Task to carry out
Give the part of the listing that opens with the line containing "Tag one spot per instance of the bamboo fence" and continues through the end of the listing as a numbered list, omitting any blank lines.

Data listing
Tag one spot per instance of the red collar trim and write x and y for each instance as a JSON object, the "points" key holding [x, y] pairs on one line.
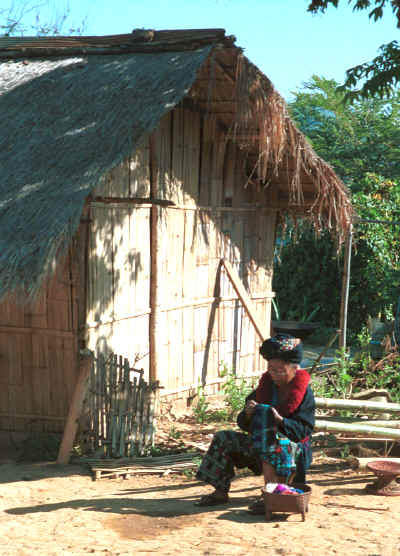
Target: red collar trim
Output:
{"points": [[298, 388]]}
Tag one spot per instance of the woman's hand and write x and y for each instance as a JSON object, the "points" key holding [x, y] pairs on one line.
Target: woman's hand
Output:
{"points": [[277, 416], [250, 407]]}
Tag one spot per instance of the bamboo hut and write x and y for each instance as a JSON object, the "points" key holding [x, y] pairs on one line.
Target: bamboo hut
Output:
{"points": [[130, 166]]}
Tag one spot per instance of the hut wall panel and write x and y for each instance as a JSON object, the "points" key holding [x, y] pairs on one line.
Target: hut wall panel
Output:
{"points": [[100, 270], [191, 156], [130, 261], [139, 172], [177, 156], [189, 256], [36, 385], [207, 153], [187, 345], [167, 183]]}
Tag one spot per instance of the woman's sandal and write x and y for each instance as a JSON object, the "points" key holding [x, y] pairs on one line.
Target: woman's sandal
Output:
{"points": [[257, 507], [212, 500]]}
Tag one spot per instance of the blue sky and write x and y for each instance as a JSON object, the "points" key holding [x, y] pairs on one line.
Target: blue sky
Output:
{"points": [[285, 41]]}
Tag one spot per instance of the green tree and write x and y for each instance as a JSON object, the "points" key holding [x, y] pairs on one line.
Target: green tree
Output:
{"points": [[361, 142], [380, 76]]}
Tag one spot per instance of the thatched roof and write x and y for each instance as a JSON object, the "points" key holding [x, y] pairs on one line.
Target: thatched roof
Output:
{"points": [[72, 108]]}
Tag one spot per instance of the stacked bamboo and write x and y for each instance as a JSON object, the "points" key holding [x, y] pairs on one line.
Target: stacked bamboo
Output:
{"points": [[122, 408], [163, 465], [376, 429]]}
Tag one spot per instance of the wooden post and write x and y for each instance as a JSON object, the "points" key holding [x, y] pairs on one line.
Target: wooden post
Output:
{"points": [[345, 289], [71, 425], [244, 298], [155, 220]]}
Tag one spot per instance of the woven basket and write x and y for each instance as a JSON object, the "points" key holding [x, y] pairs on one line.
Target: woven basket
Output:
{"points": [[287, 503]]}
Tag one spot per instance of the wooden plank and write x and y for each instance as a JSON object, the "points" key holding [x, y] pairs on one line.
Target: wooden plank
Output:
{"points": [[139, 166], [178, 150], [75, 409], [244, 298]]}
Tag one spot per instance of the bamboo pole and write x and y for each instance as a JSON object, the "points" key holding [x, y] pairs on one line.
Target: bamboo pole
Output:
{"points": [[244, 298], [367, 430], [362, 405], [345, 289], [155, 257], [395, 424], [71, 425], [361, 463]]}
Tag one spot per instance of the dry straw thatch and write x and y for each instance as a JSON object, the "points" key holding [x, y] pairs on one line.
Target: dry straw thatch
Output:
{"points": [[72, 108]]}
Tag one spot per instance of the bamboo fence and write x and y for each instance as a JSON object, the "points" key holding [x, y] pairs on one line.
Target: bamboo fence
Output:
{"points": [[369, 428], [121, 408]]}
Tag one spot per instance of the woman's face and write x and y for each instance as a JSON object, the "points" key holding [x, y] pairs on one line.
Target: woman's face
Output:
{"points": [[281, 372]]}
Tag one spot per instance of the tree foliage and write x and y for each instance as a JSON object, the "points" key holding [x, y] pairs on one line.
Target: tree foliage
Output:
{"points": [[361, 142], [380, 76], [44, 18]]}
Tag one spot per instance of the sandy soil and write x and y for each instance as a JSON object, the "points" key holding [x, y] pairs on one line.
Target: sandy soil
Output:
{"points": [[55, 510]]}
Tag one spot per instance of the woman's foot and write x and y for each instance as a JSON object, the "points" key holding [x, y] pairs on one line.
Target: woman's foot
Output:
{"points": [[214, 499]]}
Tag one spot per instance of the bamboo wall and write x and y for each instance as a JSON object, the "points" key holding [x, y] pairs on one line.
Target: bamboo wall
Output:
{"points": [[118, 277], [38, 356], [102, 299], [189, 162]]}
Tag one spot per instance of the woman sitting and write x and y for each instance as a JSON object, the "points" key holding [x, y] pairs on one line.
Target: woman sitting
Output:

Solution to the exercise
1. Tag one spot per instance of the bamboo fence and write x and y for each instance as a JSON object, the "points" key holding [x, y] pairs on one line.
2. Target: bamboo fence
3. Output:
4. {"points": [[369, 428], [121, 408]]}
5. Tag one spot per instance of the woman's face and write x and y for each instance as a JSON object, the "points" key holding [x, y] pairs on one line.
6. Target: woman's face
7. Output:
8. {"points": [[281, 372]]}
9. Tag one spot per instance of the tree foliage and write x and y for each instance as a JSON object, the "points" key holding [x, y] pairs on one line.
10. Target: tree foliage
11. Output:
12. {"points": [[361, 142], [380, 76], [44, 18]]}
13. Tag one spot per instance of the sandy soil and write x and y for each instance as a JSON object, the "points" key holding [x, y] pairs on one line.
14. Target: sandy soil
15. Output:
16. {"points": [[55, 510]]}
17. Tag one spot per instance of the woman's foot and write x and y for each instance as a JSON object, the "points" key holding [x, y] pairs on one line.
18. Target: woman's foot
19. Output:
20. {"points": [[214, 499]]}
21. Tag one spot per instance of the bamboo wall and write x and y for each instance as a JSON object, the "points" key holding [x, y] pairs on one line.
22. Target: bamboo wall
23. Output:
24. {"points": [[118, 277], [38, 356], [102, 299], [189, 162]]}
25. Tag one spot per instance of the woman sitting and write x and y for each instance as a JSON object, the "points" key holding [x, y] pairs on one line.
26. Target: woman sitting
27. Output:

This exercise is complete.